* **ARBEITSANWEISUNGEN**
1. An welchem Tag hat die Bundesregierung laut Ausgangstext den Gesetzesentwurf für Windenergie an Land und Solarenergie beschlossen?
2. Schreib aus dem Ausgangstext die Stelle von „Die in der reformierten“ bis einschließlich „Betrachtung unterzogen werden.“ wortgetreu ab.

* **AUSGANGSTEXT**
Beschleunigung der Energiewende 2.0 – Die Umsetzung der reformierten Erneuerbare-Energien-Richtlinie für die Windenergie an Land
Nach Erlass der zeitlich befristeten EU-Notfallverordnung im Jahr 2022 hat der europäische Gesetzgeber im Oktober 2023 auch seine Erneuerbare-Energien-Richtlinie reformiert. Gemeinsam mit dem im Juli von der Bunderegierung beschlossenen „Gesetzesentwurf zur Umsetzung der EE-Richtlinie in den Bereichen Windenergie an Land und Solarenergie sowie für Energiespeicheranlagen am selben Standort“ (BT-Drs. 20/12785) trägt sie das Potenzial, Genehmigungsverfahren im Bereich der Windenergie an Land erheblich zu beschleunigen.
Hintergrund
Langwierige Genehmigungsverfahren werden als einer der Hauptgründe für den nur schleppend voranschreitenden Ausbau der erneuerbaren Energien angeführt. Die EU, die dieses Regelungsgebiet bislang überwiegend den Mitgliedstaaten überlassen hatte, verabschiedete im Oktober 2023 eine Reform der Richtlinie (EU) 2018/2001 zur Förderung der Nutzung von Energie aus erneuerbaren Quellen, der sog. EE-Richtlinie. Damit stellte sie erstmals ein umfassendes Regelungsregime zur Beschleunigung der Genehmigungsverfahren im Bereich der erneuerbaren Energien auf.
Die in der reformierten EE-Richtlinie enthaltenen Bestimmungen bedürfen nun der Umsetzung in deutsches Recht. Nachdem die Bundesregierung bereits im April dieses Jahres einen Gesetzesentwurf zur Umsetzung der Richtlinienreform in den Bereichen Windenergie auf See und Energieleitungen beschlossen hatte (s. BT-Drs. 20/1126), zog sie am 24. Juli 2024 für die Bereiche Windenergie an Land und Solarenergie nach (BT-Drs. 20/12785). Die für die Windenergie an Land vorgesehenen Maßnahmen sollen im Folgenden zusammenfassend dargestellt und einer kritischen Betrachtung unterzogen werden.

* **AUFGELISTETE ZEILEN**

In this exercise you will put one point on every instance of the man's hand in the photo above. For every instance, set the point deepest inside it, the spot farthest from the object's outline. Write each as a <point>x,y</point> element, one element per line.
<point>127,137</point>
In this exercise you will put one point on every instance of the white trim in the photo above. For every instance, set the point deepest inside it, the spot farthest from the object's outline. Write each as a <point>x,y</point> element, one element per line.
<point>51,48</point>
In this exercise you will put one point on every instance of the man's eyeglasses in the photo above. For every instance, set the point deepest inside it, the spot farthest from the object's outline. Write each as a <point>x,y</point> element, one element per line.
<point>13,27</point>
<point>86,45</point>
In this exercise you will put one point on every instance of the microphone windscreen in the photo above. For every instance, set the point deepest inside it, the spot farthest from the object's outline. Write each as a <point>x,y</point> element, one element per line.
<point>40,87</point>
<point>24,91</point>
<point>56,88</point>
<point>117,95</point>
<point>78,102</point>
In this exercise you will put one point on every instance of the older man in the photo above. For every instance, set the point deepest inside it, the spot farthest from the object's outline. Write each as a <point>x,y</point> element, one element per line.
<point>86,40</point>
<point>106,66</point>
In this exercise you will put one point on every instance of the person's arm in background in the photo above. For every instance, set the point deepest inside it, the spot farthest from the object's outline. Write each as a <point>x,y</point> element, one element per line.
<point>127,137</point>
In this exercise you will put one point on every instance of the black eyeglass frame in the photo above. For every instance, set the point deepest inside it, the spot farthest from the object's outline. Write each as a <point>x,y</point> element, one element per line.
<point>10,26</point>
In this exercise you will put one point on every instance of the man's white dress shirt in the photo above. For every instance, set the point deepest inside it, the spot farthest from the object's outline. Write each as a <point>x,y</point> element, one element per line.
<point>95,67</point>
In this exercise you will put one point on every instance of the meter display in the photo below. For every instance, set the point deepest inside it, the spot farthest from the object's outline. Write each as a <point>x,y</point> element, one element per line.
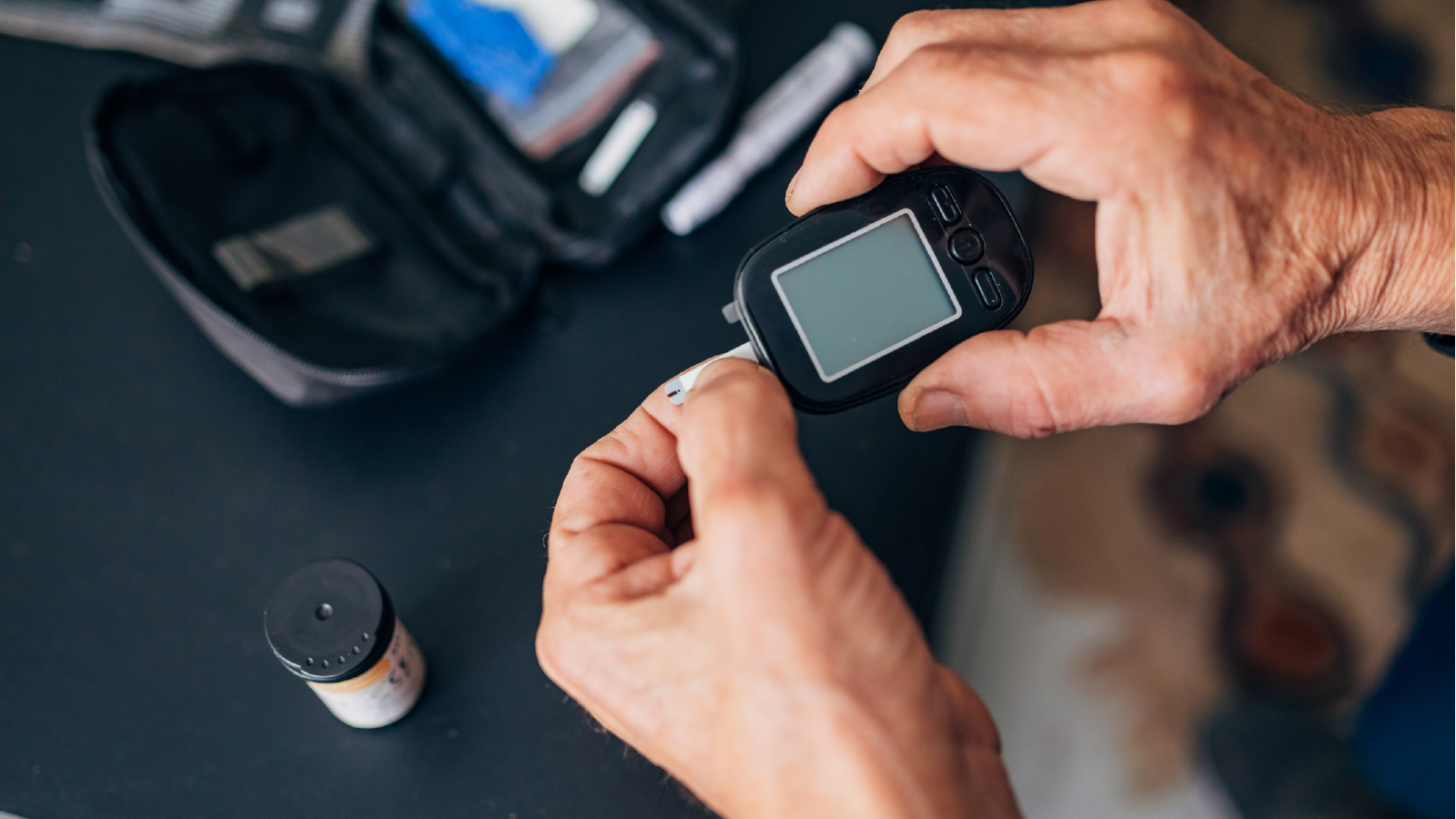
<point>866,295</point>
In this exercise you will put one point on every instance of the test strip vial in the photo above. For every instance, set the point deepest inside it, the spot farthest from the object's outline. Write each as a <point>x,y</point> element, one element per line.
<point>332,624</point>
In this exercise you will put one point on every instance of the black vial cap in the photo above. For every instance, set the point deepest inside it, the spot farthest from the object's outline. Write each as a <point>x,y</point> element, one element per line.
<point>329,622</point>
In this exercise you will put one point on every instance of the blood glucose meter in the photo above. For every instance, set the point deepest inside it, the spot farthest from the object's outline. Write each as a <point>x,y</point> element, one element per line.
<point>854,299</point>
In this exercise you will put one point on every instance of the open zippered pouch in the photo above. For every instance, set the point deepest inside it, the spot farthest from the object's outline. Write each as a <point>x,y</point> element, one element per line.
<point>335,237</point>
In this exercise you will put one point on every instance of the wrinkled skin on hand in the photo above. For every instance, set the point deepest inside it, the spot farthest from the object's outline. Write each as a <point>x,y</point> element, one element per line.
<point>1235,223</point>
<point>768,661</point>
<point>705,605</point>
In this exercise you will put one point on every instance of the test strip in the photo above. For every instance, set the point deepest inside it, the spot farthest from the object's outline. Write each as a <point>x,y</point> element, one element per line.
<point>677,388</point>
<point>618,147</point>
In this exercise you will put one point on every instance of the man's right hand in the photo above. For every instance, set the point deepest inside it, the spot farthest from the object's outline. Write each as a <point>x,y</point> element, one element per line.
<point>1235,223</point>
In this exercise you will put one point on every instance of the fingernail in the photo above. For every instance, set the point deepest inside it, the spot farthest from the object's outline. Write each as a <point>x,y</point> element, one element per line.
<point>936,410</point>
<point>713,372</point>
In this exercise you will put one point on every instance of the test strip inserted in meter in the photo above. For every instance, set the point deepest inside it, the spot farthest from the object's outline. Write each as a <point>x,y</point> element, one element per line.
<point>854,299</point>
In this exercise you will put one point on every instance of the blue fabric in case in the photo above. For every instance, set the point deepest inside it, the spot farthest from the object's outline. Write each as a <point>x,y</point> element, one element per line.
<point>488,47</point>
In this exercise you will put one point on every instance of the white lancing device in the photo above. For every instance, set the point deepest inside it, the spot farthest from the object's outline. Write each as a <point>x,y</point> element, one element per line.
<point>677,388</point>
<point>775,120</point>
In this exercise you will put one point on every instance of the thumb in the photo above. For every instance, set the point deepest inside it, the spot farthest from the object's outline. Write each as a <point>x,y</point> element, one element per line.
<point>1063,376</point>
<point>739,448</point>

* **VOLLSTÄNDIGE ANTWORTEN**
1. Am 24. Juli 2024.

2.
Die in der reformierten EE-Richtlinie enthaltenen Bestimmungen bedürfen nun der Umsetzung in deutsches Recht. Nachdem die Bundesregierung bereits im April dieses Jahres einen Gesetzesentwurf zur Umsetzung der Richtlinienreform in den Bereichen Windenergie auf See und Energieleitungen beschlossen hatte (s. BT-Drs. 20/1126), zog sie am 24. Juli 2024 für die Bereiche Windenergie an Land und Solarenergie nach (BT-Drs. 20/12785). Die für die Windenergie an Land vorgesehenen Maßnahmen sollen im Folgenden zusammenfassend dargestellt und einer kritischen Betrachtung unterzogen werden.